--- Exercise material ---

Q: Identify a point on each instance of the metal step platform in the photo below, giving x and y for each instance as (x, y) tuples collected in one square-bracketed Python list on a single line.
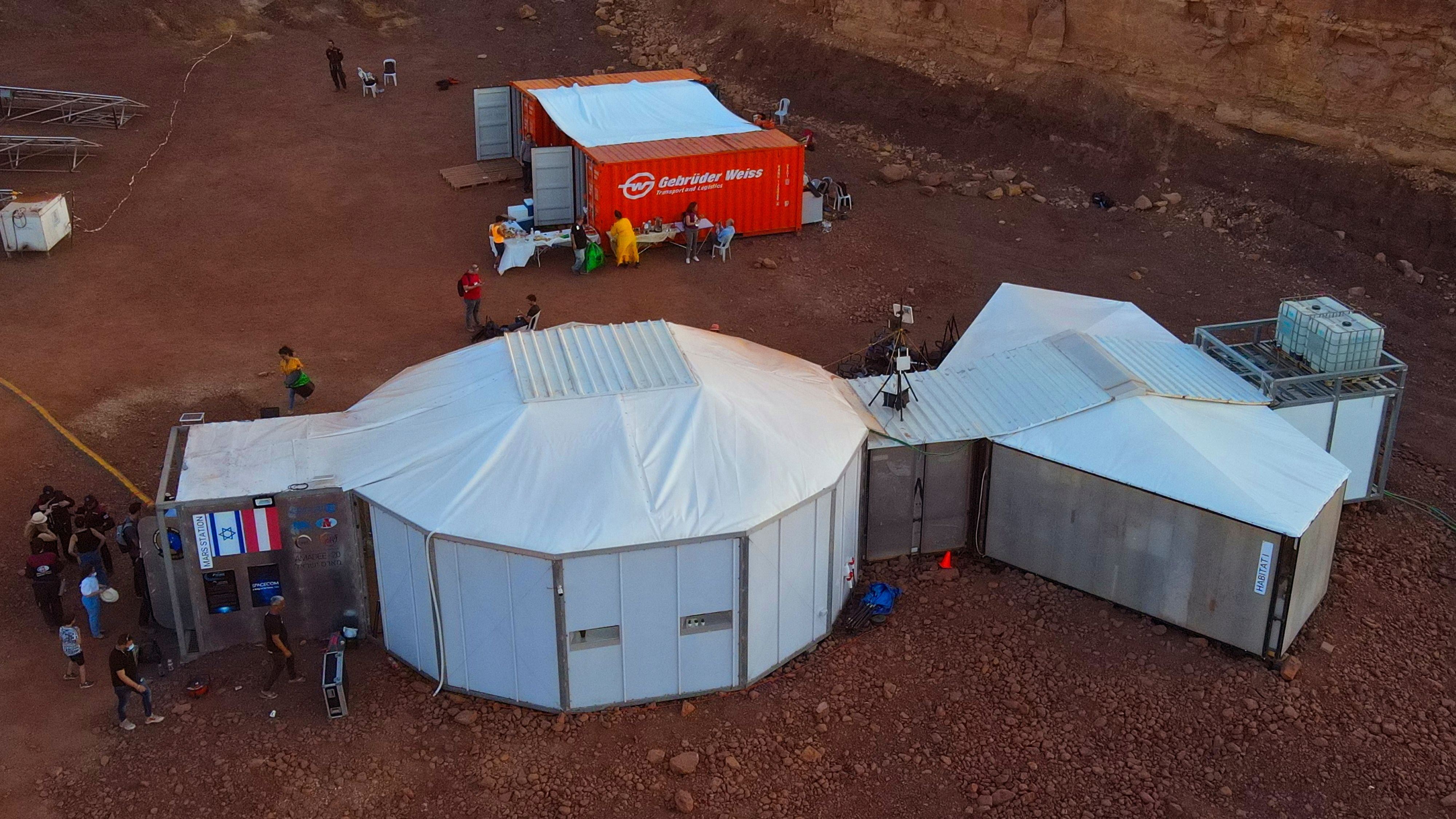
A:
[(66, 107), (25, 152)]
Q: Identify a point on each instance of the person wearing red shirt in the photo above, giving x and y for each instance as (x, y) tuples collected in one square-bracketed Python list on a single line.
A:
[(470, 290)]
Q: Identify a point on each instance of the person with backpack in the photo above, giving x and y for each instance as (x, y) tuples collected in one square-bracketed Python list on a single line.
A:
[(579, 245), (298, 381), (470, 290), (72, 648)]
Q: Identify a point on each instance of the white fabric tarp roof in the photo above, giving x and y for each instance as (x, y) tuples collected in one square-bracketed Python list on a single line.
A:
[(1240, 461), (1018, 315), (451, 447), (640, 113)]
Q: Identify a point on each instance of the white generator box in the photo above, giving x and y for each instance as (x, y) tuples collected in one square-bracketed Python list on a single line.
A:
[(34, 222)]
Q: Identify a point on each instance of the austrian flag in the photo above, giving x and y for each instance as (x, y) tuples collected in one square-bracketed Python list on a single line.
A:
[(250, 531)]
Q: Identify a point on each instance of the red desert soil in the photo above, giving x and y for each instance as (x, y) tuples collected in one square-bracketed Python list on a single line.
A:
[(283, 212)]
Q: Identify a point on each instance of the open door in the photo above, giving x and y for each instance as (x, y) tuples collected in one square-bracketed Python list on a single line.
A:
[(494, 123), (554, 184)]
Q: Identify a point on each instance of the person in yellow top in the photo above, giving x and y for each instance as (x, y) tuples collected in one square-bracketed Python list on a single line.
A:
[(624, 240), (499, 235), (293, 376)]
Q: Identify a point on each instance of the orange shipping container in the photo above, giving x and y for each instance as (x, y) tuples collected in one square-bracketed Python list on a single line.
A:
[(753, 178)]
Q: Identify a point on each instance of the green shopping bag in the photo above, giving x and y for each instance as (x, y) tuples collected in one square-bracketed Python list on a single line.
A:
[(595, 257)]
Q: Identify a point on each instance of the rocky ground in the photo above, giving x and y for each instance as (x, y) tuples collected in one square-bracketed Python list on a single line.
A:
[(988, 691)]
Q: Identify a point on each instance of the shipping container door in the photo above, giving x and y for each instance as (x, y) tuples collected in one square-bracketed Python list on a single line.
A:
[(494, 132), (554, 186)]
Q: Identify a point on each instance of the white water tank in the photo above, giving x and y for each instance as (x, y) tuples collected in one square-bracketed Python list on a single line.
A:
[(34, 222)]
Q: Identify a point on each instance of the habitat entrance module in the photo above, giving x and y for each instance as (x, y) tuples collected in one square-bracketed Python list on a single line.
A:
[(66, 107), (1326, 371), (24, 152)]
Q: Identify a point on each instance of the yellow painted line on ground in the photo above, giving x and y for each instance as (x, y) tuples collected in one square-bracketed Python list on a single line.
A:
[(78, 442)]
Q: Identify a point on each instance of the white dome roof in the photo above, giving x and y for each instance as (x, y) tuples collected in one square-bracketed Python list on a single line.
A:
[(745, 435)]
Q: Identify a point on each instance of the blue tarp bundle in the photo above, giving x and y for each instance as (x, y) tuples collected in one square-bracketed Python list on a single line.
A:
[(882, 597)]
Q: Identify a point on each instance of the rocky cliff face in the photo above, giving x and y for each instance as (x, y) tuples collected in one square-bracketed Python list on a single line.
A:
[(1359, 75)]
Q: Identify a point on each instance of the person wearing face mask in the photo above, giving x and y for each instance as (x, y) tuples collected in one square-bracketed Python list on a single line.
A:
[(126, 681)]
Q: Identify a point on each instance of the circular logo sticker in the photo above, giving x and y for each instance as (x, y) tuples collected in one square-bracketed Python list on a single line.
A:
[(638, 186)]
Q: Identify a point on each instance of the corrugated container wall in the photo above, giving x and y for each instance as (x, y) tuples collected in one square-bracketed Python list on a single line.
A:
[(759, 189)]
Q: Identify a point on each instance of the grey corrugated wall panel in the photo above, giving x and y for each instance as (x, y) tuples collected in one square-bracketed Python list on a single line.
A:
[(1144, 551)]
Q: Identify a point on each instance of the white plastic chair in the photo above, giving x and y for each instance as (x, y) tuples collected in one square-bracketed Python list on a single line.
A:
[(368, 84), (721, 250)]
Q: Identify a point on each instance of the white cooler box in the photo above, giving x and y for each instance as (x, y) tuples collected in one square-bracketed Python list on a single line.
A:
[(34, 222)]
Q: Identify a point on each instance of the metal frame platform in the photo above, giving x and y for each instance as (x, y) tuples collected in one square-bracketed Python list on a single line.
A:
[(17, 149), (66, 107), (1249, 349)]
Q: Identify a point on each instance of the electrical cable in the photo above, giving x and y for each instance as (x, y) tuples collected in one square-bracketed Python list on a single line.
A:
[(1429, 509), (165, 141)]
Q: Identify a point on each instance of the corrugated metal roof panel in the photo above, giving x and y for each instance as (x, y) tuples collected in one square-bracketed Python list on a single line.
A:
[(608, 79), (583, 360), (1180, 371), (1002, 394), (692, 146)]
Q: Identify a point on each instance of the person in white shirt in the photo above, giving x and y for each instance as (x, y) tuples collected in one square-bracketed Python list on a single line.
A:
[(91, 598)]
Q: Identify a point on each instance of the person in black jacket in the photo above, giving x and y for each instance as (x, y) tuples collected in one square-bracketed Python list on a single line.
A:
[(336, 56), (579, 245)]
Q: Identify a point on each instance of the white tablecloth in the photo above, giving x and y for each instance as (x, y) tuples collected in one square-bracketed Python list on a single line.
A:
[(522, 248)]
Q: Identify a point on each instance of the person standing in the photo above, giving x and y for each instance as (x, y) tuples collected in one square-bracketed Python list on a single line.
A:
[(691, 219), (129, 540), (87, 543), (43, 569), (58, 509), (276, 639), (499, 237), (528, 145), (470, 289), (336, 58), (624, 241), (295, 379), (126, 682), (72, 648), (91, 600), (579, 245)]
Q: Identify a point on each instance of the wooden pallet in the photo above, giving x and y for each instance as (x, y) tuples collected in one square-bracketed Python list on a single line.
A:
[(483, 173)]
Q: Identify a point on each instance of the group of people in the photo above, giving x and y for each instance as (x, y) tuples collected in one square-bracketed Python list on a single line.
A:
[(625, 237), (470, 290), (63, 535)]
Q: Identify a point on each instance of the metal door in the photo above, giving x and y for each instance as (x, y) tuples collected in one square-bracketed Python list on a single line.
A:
[(895, 479), (494, 123), (554, 184)]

---

* [Problem requirements]: Please give the records as a Markdown table with columns Row and Line, starting with the line containing "Q: Identify a point on each instance of the electrical" and going on through the line containing "[(608, 79), (583, 360), (1180, 371), (1002, 394), (692, 146)]", leaving out any blank lines.

* [Exercise result]:
| Row | Line |
|---|---|
| 1 | Q: Identify a point on each instance of the electrical cable in the photo above, giving x and y for each instance as (x, y) tuples collected in one square-bracketed Python list on a single line. |
| 2 | A: |
| 3 | [(1429, 509), (165, 141)] |
| 4 | Q: Identify a point on each instance of the corrugated metal roof panel in the photo above, giving x and y for each instance as (x, y) tuples collected in one square-bracketed Python list on a single line. |
| 5 | A: |
| 6 | [(608, 79), (583, 360), (1180, 371), (1002, 394), (692, 146)] |